--- Begin Passage shown ---
Suppose $(p_1,\ldots,p_d) \in \Delta_d = \{\mathbf{p}: p_i \ge 0, \sum_i p_i = 1\}$ follows a Dirichlet distribution with parameter $\alpha = (\alpha_1,\ldots,\alpha_d)$. Then taking the derivative with respect to $\alpha_k$ on both sides, 

$$\int_{\Delta_d}\frac{\Gamma(|\boldsymbol \alpha|)}{\prod_{j=1}^d \Gamma(\alpha_j)}\prod_{j=1}^d p_j^{\alpha_j-1} \, d\mathbf{p} = 1$$

$$
\rightarrow \frac{\partial}{\partial \alpha_k}\int_{\Delta_d}\frac{\Gamma(|\alpha|)}{\prod_{j=1}^d \Gamma(\alpha_j)}\prod_{j=1}^d p_j^{\alpha_j-1} \, d\mathbf{p} = 0
$$

$$
\int_{\Delta_d}\bigg(\frac{\Gamma'(|\boldsymbol \alpha|)\prod_{j=1}^{d}\Gamma(\alpha_j)-\Gamma(|\boldsymbol \alpha|)\Gamma'(\alpha_k)\prod_{j\neq k}^{d}\Gamma(\alpha_j)}{\prod_{j=1}^{d}\Gamma(\alpha_j)^{2}}\bigg)\prod_{j=1}^d p_j^{\alpha_j-1}+\frac{\Gamma(|\boldsymbol \alpha|)}{\prod_{j=1}^{d}\Gamma(\alpha_j)}\ln(p_k)\prod_{j=1}^d p_j^{\alpha_j-1} \, d\mathbf{p}=0\\\\
$$

$$
\therefore \mathbb{E}\big[\ln(p_k)\big] = \int_{\Delta_d}\bigg(\frac{\Gamma(|\boldsymbol \alpha|)\Gamma'(\alpha_k)\prod_{j\neq k}^{d}\Gamma(\alpha_j)-\Gamma'(|\boldsymbol \alpha|)\prod_{j=1}^{d}\Gamma(\alpha_j)}{\prod_{j=1}^{d}\Gamma(\alpha_j)^{2}}\bigg)\prod_{j=1}^d p_j^{\alpha_j-1}d\mathbf{p}
$$

$$
= \frac{\Gamma'(\alpha_k)}{\Gamma(\alpha_k)} - \frac{\Gamma'(|\boldsymbol \alpha|)}{\Gamma(|\boldsymbol \alpha|)} 
= \Psi(\alpha_k) - \Psi(|\boldsymbol \alpha|).
$$

### Alternative Hessian matrix

The observed information matrix is not positive definite as mentioned above, but it takes the Woodbury form, which we can take advantage of to approximate a positive definite matrix.
--- End Passage shown ---
--- Begin Source records ---
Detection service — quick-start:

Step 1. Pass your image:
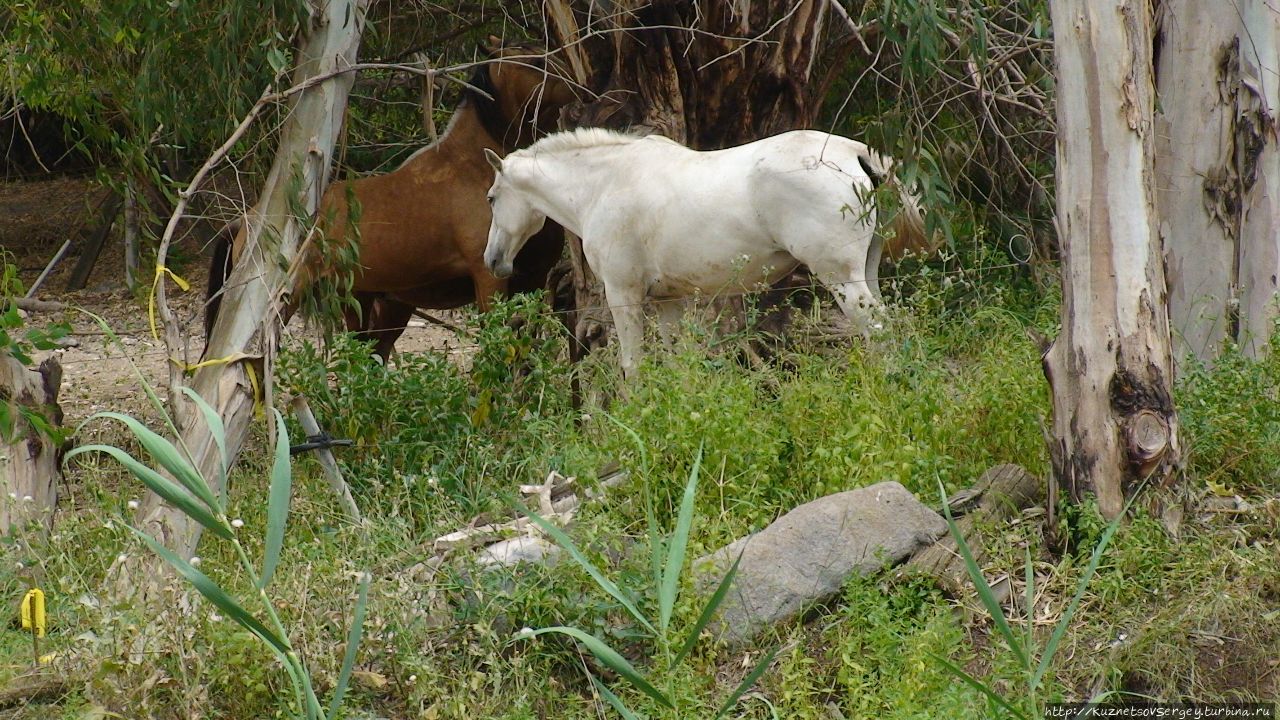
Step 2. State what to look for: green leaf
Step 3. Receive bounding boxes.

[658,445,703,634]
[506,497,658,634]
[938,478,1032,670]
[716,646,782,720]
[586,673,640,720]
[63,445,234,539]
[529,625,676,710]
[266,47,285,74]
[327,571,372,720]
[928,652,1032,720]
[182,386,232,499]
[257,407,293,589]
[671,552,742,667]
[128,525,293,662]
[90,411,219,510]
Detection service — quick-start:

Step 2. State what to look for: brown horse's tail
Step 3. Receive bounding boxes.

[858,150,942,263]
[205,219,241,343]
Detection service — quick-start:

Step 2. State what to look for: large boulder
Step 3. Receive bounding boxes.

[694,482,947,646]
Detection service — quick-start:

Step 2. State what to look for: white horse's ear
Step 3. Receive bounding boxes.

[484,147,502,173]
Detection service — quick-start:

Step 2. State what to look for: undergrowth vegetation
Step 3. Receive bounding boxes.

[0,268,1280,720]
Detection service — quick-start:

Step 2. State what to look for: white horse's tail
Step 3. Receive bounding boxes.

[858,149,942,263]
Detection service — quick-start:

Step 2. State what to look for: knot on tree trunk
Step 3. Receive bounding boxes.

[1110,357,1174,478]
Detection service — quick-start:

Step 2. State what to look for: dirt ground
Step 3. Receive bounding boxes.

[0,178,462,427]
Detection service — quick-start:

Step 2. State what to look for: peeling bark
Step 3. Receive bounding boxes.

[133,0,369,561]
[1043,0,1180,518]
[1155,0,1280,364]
--- End Source records ---
**Given instruction 1:** In the passage on the Dirichlet distribution, what form does the observed information matrix take?
**Given instruction 2:** Resize the records from their first line through the line containing "[0,268,1280,720]", both ends included, by reproducing those lines with every bounding box coordinate multiplied by 1.75 and rounded to the nearest whole number, with halves rounded up. Give only those lines, and omit the pictures.
The text and the records were taken from separate sources.

**Final answer 1:** It takes the Woodbury form.

**Final answer 2:**
Detection service — quick-start:

Step 1. Pass your image:
Step 2. State what to look for: green leaf
Step 3. Receive bounding boxes.

[1152,779,1230,1110]
[886,870,1152,1110]
[1642,837,1806,1173]
[1253,1131,1369,1260]
[1026,1178,1120,1260]
[110,779,410,943]
[926,1094,1183,1243]
[466,82,499,130]
[572,999,651,1260]
[1624,1141,1806,1260]
[319,676,406,873]
[450,712,513,1031]
[1174,966,1299,1167]
[224,919,513,1159]
[158,719,383,893]
Detection service — quick-start:

Step 2. State what to look for: brown horse's tail
Step 3. Receive bounding boxes.

[1502,263,1649,460]
[359,383,422,600]
Detection service — quick-start:

Step 2. State what to look for: large boulder
Step 3. Receive bounding boxes.

[1215,844,1657,1131]
Detection service — quick-start:

Step 2. State what to look for: white horse's ear
Step 3. Receive bounding boxes.

[847,257,879,303]
Detection service — quick-start:

Step 2. State what to look for: undergrowth vegetation
Step 3. Receive bounding boxes.

[0,469,2240,1260]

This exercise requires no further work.